-- Begin TEXT PASSAGE --

Mali Voice

Your English-language guide to Mali's news landscape — clear, credible and up to date.

Mali Voice

Your English-language guide to Mali's news landscape — clear, credible and up to date.

Aldiouma Sow of Pastef defends President Faye’s dialogue, refutes Cap Manuel ‘secret pact’ claims

In a comprehensive statement released on his official Facebook page, Aldiouma Sow, a prominent member of Pastef les Patriotes’ National Political Bureau (BPN), has come forward to advocate for party executives who accepted President Bassirou Diomaye Faye’s invitation. This defense emerges as the growing estrangement between the head of state and his former Prime Minister, Ousmane Sonko, continues to reverberate across the Senegalese political landscape.
 
Sow asserts that President Faye’s initiation of political dialogue is not a mere tactical maneuver but stems from a deeply held and consistent conviction, a principle he inherited from his call for national dialogue in May 2025. “For him, dialogue is not a circumstantial adjustment variable,” Sow declared, emphasizing that the President dedicated “entire days to dialogue, even though nothing, constitutionally, ethically, or morally, compelled him to do so.”

-- End TEXT PASSAGE --

> [STATED GOAL A]
Copy the Mali Voice article from "In a comprehensive" to "Senegalese political landscape.", renaming "Facebook page" as "website".
The Mali Voice article has no connection to the listing that comes next.

-- Begin RECORD LIST --

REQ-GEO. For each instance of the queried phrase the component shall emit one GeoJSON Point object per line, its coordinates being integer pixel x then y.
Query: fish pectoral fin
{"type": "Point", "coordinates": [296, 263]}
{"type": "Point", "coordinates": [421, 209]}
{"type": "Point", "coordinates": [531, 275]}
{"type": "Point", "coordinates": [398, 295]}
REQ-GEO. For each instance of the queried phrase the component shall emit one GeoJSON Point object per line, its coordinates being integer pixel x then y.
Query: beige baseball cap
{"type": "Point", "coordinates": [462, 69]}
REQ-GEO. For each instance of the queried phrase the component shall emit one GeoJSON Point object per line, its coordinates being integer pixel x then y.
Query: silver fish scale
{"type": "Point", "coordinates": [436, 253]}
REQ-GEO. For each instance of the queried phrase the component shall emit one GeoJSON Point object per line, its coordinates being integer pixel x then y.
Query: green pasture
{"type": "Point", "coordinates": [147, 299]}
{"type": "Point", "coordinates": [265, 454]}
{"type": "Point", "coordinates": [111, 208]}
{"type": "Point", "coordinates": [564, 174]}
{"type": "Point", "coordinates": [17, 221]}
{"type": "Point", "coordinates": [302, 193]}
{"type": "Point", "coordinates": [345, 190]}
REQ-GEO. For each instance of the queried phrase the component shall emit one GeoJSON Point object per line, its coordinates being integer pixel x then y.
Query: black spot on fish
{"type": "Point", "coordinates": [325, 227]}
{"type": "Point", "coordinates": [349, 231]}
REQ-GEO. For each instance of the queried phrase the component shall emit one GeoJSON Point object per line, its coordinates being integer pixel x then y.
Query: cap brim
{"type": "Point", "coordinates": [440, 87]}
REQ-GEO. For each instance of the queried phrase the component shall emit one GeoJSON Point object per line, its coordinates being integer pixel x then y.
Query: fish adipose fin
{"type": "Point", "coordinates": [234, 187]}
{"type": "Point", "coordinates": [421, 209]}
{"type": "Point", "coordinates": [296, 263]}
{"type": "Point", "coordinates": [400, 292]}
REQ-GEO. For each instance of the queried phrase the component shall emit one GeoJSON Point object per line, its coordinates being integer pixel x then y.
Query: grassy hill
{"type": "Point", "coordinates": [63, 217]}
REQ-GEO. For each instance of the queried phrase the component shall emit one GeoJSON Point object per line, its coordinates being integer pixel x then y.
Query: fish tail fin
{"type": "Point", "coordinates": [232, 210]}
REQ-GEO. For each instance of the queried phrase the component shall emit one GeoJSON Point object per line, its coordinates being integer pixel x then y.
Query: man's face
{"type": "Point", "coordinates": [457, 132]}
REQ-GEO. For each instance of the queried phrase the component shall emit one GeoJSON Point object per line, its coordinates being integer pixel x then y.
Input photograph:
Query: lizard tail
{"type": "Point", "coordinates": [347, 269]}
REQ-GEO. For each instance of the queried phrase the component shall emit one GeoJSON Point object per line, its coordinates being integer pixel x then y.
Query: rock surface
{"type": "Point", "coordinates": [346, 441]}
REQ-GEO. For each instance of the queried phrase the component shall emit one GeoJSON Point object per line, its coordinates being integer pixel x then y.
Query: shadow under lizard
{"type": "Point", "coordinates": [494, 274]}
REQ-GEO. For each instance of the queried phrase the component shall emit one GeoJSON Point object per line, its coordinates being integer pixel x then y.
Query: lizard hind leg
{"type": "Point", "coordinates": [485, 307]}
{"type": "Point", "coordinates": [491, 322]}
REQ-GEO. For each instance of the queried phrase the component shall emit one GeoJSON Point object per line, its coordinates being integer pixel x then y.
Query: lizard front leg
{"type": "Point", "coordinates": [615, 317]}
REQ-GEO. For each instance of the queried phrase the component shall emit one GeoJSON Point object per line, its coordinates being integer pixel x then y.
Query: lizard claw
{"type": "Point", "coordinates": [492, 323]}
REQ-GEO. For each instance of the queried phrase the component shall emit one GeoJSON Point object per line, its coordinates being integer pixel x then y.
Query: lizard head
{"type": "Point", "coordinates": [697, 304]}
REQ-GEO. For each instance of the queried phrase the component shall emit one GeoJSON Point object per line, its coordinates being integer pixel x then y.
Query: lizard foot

-- End RECORD LIST --

> [STATED GOAL B]
Please give only the number of lines in the listing that contain the string "tail", counting case.

> [EXPECTED OUTPUT A]
In a comprehensive statement released on his official website, Aldiouma Sow, a prominent member of Pastef les Patriotes’ National Political Bureau (BPN), has come forward to advocate for party executives who accepted President Bassirou Diomaye Faye’s invitation. This defense emerges as the growing estrangement between the head of state and his former Prime Minister, Ousmane Sonko, continues to reverberate across the Senegalese political landscape.

> [EXPECTED OUTPUT B]
2